» Trecho da página:
=====

Em nota à imprensa, a Secretaria Estadual de Saúde (Sesau) informou que receberá mais vacinas nesta quinta-feira, 15, de modo a incluir as comunidades quilombolas no calendário desta próxima remessa. Para Bié, embora a expectativa tenha aumentado a partir dessas movimentações, as comunidades seguem atentas. Nesta quarta-feira, essa atenção se soma ao luto, diante da morte de mais um quilombola, o jovem Elielson, de apenas 24 anos, por complicações decorrentes do Covid-19. Elielson morava na comunidade de Pau Preto e seguia internado há mais de um mês.

Coordenador das comunidades quilombolas em Alagoas, Manoel Oliveira, o Bié. Foto: Arquivo Pessoal.

“Nossa perspectiva aumenta, porque não está sendo fácil. Temos perdido entes queridos. Outros estão em UTI e muitos sem atenção do Estado e seus respectivos municípios”, conta. “Como coordenador geral das comunidades quilombolas em Alagoas, só posso dizer que esse é o pior estado para as comunidades quilombolas viverem e sobreviverem. Comunidades passam fome, não têm programa que possa atender essa gente. E assim vão enrolando a cada eleição, a cada formação, e por esse motivo estamos vivendo da forma como estamos vivendo”, diz.

=====

» Dados para análise:
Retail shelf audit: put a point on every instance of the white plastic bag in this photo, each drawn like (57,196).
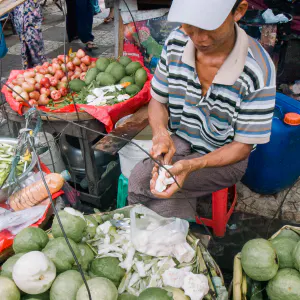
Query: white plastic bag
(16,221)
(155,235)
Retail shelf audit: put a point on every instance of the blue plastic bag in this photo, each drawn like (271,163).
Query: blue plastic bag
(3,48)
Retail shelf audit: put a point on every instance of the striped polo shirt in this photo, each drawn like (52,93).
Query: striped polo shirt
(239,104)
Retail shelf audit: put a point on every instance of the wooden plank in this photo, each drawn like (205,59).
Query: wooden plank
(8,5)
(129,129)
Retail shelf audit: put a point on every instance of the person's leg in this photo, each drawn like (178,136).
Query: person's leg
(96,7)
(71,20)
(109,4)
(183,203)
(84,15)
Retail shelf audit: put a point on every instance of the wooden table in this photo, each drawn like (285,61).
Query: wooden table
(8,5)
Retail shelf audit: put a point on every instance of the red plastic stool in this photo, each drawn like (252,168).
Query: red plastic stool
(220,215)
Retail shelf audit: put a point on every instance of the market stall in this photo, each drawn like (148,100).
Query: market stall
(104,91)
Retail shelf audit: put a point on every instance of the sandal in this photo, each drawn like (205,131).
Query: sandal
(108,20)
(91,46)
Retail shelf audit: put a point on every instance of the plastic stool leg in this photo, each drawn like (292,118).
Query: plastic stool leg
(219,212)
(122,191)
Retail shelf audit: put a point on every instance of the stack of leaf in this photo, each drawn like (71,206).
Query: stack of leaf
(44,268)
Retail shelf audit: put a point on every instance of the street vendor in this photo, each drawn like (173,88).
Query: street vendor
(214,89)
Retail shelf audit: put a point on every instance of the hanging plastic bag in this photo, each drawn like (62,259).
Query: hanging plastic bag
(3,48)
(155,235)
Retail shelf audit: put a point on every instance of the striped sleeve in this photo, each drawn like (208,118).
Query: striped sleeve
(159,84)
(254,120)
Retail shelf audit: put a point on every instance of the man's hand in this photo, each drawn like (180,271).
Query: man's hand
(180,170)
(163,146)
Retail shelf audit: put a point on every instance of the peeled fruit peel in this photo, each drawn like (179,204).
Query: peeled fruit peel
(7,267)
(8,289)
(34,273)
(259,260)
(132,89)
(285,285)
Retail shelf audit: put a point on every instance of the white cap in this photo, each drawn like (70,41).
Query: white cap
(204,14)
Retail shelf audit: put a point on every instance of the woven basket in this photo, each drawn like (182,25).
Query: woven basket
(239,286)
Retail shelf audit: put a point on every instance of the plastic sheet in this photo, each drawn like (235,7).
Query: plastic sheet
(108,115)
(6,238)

=====

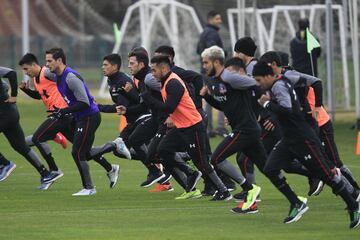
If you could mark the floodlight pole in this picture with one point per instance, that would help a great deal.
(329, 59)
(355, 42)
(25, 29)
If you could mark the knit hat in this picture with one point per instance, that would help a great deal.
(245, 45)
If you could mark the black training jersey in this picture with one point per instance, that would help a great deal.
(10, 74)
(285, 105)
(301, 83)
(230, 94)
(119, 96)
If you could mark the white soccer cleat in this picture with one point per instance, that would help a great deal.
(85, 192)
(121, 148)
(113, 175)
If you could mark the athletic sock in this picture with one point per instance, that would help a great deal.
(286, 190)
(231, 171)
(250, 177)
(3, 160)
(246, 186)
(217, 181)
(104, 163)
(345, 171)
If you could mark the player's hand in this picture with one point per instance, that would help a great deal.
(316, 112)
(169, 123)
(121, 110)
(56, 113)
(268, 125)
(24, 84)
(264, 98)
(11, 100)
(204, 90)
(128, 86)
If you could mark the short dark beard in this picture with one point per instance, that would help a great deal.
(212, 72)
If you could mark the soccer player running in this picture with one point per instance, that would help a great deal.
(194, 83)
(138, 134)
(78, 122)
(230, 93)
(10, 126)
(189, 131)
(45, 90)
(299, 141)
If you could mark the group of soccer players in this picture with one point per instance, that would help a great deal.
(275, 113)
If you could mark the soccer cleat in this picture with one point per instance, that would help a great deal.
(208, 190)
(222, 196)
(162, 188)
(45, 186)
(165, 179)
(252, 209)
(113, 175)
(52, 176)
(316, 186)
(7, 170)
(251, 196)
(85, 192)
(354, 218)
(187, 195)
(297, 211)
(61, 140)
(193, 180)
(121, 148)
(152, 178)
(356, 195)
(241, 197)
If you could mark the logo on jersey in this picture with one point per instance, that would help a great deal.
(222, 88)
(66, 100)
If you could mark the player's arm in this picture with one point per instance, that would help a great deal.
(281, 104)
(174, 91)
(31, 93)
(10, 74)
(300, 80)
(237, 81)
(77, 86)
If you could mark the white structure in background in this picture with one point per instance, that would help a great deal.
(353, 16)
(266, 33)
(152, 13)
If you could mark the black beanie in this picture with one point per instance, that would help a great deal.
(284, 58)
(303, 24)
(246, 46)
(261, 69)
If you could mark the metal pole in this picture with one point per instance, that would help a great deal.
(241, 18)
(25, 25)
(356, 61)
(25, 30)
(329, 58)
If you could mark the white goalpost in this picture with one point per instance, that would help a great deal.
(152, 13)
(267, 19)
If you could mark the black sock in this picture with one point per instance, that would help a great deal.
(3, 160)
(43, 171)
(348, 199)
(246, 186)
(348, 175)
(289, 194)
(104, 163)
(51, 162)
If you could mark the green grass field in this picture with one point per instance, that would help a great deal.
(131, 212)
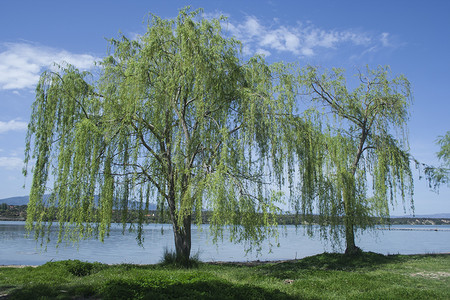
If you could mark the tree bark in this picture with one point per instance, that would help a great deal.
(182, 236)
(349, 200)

=====

» Tarefa proposta A: Reproduza, do trecho sobre a vacinação das comunidades quilombolas em Alagoas, a passagem que vai de "Em nota à imprensa, a" até "Foto: Arquivo Pessoal.", inclusive.
» Tarefa proposta B: Reescreva em forma de lista o parágrafo do trecho sobre as comunidades quilombolas que começa com "Em nota à imprensa", mantendo seus fatos principais.

» Resolução A:
Em nota à imprensa, a Secretaria Estadual de Saúde (Sesau) informou que receberá mais vacinas nesta quinta-feira, 15, de modo a incluir as comunidades quilombolas no calendário desta próxima remessa. Para Bié, embora a expectativa tenha aumentado a partir dessas movimentações, as comunidades seguem atentas. Nesta quarta-feira, essa atenção se soma ao luto, diante da morte de mais um quilombola, o jovem Elielson, de apenas 24 anos, por complicações decorrentes do Covid-19. Elielson morava na comunidade de Pau Preto e seguia internado há mais de um mês.

Coordenador das comunidades quilombolas em Alagoas, Manoel Oliveira, o Bié. Foto: Arquivo Pessoal.

» Resolução B:
- Em nota à imprensa, a Secretaria Estadual de Saúde (Sesau) informou que receberá mais vacinas na quinta-feira, 15, para incluir as comunidades quilombolas na próxima remessa.
- Para Bié, a expectativa aumentou com essas movimentações, mas as comunidades seguem atentas.
- Na quarta-feira, essa atenção se somou ao luto pela morte de mais um quilombola, o jovem Elielson, de 24 anos, por complicações decorrentes do Covid-19.
- Elielson morava na comunidade de Pau Preto e estava internado havia mais de um mês.